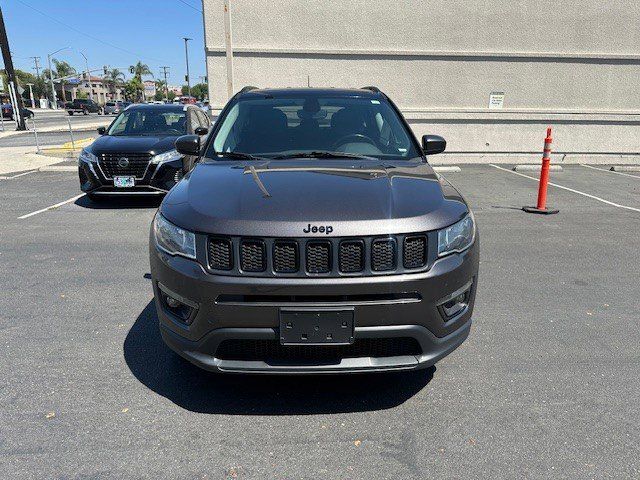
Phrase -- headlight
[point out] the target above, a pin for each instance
(458, 237)
(166, 157)
(173, 240)
(88, 157)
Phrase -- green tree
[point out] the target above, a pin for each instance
(63, 69)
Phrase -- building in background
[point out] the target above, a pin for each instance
(149, 89)
(101, 91)
(489, 76)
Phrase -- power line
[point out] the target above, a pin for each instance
(190, 6)
(86, 34)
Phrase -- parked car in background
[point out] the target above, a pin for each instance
(136, 153)
(84, 106)
(7, 111)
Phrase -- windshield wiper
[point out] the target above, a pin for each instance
(239, 156)
(322, 154)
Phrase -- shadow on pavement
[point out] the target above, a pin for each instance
(119, 202)
(189, 387)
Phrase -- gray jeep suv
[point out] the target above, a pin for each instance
(311, 236)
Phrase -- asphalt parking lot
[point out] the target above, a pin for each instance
(546, 386)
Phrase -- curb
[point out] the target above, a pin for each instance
(625, 168)
(58, 168)
(536, 168)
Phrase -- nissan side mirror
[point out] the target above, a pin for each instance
(188, 145)
(432, 144)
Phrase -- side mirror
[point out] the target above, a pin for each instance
(432, 144)
(188, 145)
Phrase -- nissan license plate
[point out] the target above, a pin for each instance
(124, 182)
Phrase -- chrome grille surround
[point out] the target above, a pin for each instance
(317, 257)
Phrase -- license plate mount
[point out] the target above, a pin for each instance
(316, 326)
(124, 182)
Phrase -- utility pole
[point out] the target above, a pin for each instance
(37, 66)
(228, 46)
(186, 54)
(11, 77)
(53, 90)
(33, 102)
(166, 85)
(86, 64)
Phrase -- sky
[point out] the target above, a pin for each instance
(117, 33)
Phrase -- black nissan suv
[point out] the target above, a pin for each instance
(312, 236)
(136, 153)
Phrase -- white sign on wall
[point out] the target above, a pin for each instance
(496, 100)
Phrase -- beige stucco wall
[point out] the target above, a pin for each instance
(575, 65)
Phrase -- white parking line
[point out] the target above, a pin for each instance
(610, 171)
(72, 199)
(570, 190)
(18, 175)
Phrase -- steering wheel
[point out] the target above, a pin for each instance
(354, 138)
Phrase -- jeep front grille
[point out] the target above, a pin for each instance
(311, 257)
(253, 257)
(351, 256)
(285, 256)
(319, 257)
(415, 251)
(113, 164)
(383, 255)
(220, 254)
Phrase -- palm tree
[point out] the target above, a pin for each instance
(63, 69)
(138, 70)
(114, 78)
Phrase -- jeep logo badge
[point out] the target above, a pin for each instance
(318, 229)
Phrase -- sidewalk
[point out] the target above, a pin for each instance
(20, 159)
(10, 129)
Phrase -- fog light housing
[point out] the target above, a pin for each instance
(456, 303)
(177, 306)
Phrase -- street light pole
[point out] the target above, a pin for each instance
(186, 54)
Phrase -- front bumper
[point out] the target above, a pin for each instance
(157, 180)
(247, 309)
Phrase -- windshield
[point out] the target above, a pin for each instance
(149, 122)
(281, 127)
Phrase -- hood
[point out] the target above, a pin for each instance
(132, 144)
(285, 198)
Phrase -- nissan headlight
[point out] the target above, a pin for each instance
(87, 157)
(169, 156)
(458, 237)
(172, 239)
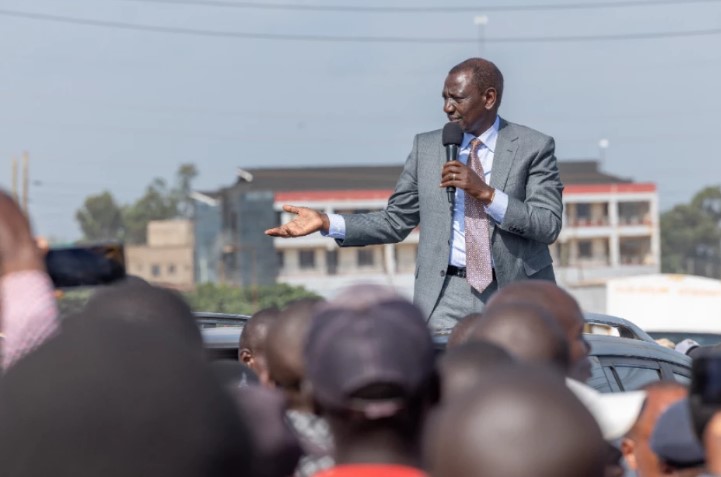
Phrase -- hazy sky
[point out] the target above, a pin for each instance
(99, 107)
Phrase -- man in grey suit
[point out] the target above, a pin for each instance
(514, 180)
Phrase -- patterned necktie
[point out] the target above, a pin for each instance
(479, 269)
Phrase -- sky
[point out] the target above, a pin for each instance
(99, 107)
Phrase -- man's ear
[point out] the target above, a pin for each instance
(628, 447)
(245, 357)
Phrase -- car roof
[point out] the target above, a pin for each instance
(624, 328)
(632, 348)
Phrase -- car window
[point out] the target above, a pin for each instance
(598, 380)
(682, 379)
(633, 378)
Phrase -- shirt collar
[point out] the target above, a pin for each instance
(488, 137)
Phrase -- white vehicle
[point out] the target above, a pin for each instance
(669, 306)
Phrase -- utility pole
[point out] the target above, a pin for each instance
(15, 179)
(26, 181)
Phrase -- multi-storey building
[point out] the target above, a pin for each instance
(610, 229)
(167, 258)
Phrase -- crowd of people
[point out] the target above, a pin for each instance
(354, 386)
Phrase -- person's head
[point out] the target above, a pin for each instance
(674, 442)
(562, 307)
(371, 372)
(136, 301)
(636, 445)
(118, 398)
(284, 351)
(233, 374)
(527, 332)
(526, 423)
(277, 448)
(468, 365)
(472, 95)
(462, 331)
(251, 346)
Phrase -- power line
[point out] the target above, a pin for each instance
(351, 39)
(426, 9)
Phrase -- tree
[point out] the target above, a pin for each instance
(244, 301)
(100, 218)
(183, 188)
(691, 235)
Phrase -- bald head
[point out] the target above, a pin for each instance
(462, 331)
(561, 307)
(527, 332)
(485, 75)
(636, 446)
(251, 346)
(469, 365)
(527, 423)
(284, 348)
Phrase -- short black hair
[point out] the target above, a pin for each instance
(485, 75)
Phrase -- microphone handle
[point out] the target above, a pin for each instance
(451, 155)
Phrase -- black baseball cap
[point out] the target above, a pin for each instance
(351, 348)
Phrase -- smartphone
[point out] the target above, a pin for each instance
(84, 266)
(705, 391)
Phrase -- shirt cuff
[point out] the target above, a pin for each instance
(29, 313)
(497, 208)
(337, 227)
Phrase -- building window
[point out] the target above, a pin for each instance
(583, 213)
(331, 260)
(585, 249)
(366, 257)
(307, 259)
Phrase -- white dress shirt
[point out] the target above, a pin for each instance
(496, 210)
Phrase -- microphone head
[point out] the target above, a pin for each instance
(452, 134)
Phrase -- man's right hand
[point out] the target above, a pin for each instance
(307, 222)
(18, 249)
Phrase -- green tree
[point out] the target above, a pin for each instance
(690, 235)
(244, 301)
(183, 188)
(100, 218)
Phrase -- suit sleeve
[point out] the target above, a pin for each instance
(539, 216)
(397, 220)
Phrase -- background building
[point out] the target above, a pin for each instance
(167, 259)
(611, 229)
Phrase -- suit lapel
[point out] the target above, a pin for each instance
(506, 147)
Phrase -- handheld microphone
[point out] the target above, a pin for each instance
(452, 138)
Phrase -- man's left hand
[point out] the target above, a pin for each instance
(455, 174)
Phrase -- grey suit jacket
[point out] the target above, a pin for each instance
(524, 167)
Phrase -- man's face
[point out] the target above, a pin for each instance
(637, 447)
(466, 105)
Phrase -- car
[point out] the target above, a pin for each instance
(703, 339)
(623, 357)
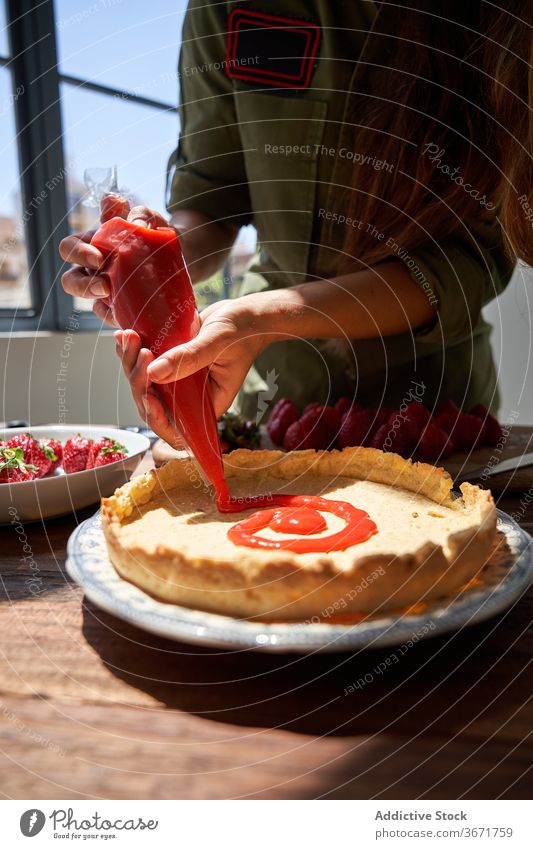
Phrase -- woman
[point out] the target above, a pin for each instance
(388, 173)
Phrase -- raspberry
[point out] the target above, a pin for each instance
(434, 444)
(403, 434)
(346, 404)
(379, 437)
(295, 437)
(466, 431)
(493, 432)
(418, 413)
(382, 415)
(355, 429)
(321, 426)
(447, 406)
(282, 416)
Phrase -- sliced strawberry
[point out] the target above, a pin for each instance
(55, 446)
(109, 455)
(435, 444)
(13, 467)
(35, 454)
(102, 449)
(283, 414)
(355, 429)
(76, 453)
(493, 433)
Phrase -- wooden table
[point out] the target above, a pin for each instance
(91, 707)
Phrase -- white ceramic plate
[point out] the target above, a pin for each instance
(503, 580)
(44, 498)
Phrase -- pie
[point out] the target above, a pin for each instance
(164, 534)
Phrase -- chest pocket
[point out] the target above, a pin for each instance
(280, 137)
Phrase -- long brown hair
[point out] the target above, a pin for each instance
(446, 98)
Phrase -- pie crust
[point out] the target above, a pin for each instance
(165, 535)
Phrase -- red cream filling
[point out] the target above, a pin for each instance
(151, 292)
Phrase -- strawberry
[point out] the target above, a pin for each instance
(283, 414)
(434, 443)
(321, 426)
(13, 468)
(295, 437)
(34, 454)
(466, 431)
(493, 432)
(57, 449)
(110, 454)
(355, 429)
(75, 453)
(107, 446)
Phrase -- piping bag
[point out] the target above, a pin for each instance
(152, 293)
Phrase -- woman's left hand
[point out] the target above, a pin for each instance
(231, 336)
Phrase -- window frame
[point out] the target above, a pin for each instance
(40, 142)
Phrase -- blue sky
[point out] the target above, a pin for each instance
(124, 43)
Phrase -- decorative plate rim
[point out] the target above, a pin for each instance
(218, 631)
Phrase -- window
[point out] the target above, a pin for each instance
(81, 85)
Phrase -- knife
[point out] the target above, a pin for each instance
(512, 464)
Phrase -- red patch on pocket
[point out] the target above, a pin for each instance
(271, 50)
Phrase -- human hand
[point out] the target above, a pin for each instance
(87, 279)
(231, 336)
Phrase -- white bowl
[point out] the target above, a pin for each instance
(43, 498)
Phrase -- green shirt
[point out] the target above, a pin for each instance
(282, 159)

────────────────────

:: What is expected ::
In the entries above, find the line with "Phrase -- man in grey suit" and the line with "Phrase -- car roof", then restate word for word both of them and every line between, with nothing more.

:: Response to the exercise ::
Phrase -- man in grey suit
[point out] the target above, a pin for each instance
(514, 180)
Phrase -- patterned necktie
[point out] the target above, a pin for each instance
(479, 269)
Phrase -- sky
[point out] the target above, a pin for each instance
(99, 107)
Phrase -- man's ear
[point out] the target above, a pin for each instance
(628, 447)
(245, 357)
Phrase -- car roof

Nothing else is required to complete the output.